EXERCISE PROMPT: From the records below, copy out in full every line that contains the string "center".

DATA SHOWN:
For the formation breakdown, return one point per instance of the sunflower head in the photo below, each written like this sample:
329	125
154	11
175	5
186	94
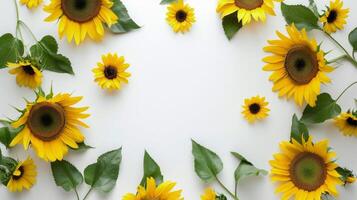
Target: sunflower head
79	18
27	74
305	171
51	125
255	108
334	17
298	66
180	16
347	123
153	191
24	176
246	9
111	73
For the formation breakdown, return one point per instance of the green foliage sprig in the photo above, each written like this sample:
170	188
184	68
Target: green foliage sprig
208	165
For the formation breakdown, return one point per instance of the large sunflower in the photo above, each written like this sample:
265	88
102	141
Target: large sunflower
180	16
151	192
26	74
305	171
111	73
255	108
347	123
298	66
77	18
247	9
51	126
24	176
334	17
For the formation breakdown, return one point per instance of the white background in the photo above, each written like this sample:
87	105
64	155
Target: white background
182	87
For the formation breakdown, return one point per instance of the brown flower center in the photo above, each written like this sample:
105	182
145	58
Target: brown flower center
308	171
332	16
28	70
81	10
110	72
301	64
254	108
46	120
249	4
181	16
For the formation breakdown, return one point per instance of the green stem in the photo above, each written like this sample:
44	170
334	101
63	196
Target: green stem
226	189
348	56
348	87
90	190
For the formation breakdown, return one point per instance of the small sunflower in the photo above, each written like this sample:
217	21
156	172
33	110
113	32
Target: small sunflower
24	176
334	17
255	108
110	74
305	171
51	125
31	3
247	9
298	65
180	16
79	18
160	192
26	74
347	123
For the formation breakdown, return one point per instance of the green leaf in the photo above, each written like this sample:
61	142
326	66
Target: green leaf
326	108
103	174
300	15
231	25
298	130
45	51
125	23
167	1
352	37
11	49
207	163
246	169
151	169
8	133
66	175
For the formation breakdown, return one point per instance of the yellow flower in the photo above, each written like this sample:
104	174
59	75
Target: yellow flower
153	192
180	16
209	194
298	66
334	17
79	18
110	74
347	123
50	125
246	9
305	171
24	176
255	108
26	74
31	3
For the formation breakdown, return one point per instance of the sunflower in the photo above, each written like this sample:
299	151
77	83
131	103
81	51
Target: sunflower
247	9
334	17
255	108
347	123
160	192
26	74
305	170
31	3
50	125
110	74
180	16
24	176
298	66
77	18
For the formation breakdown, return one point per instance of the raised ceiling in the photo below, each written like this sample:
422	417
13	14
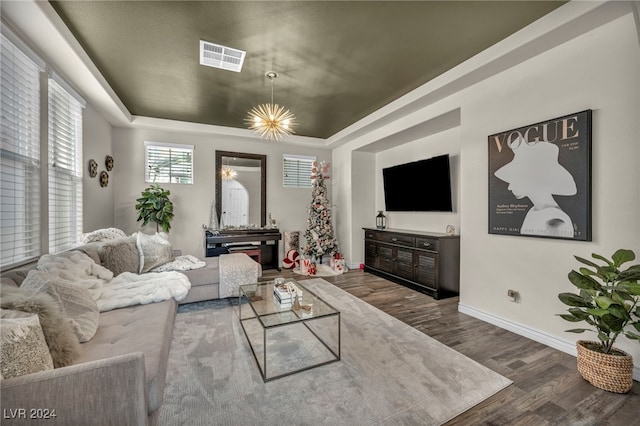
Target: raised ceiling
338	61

...

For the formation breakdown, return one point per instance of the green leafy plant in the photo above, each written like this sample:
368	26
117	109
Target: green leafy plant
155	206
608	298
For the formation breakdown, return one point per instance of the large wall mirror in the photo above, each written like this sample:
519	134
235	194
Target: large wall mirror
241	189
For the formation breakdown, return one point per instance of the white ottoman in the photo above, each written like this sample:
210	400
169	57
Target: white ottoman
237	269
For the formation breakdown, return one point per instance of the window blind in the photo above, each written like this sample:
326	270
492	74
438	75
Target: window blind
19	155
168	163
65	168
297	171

--

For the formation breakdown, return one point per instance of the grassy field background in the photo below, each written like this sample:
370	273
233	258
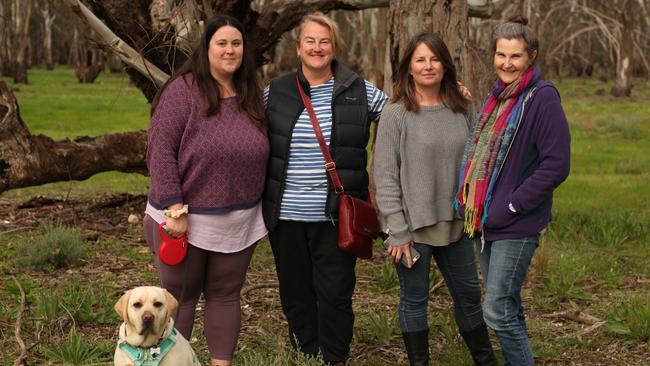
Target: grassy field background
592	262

RESULT FOR THIS TASK:
For the formation breakdown, return one point per instance of the brown flower center in the photo above, each written like this sample:
Target: brown flower center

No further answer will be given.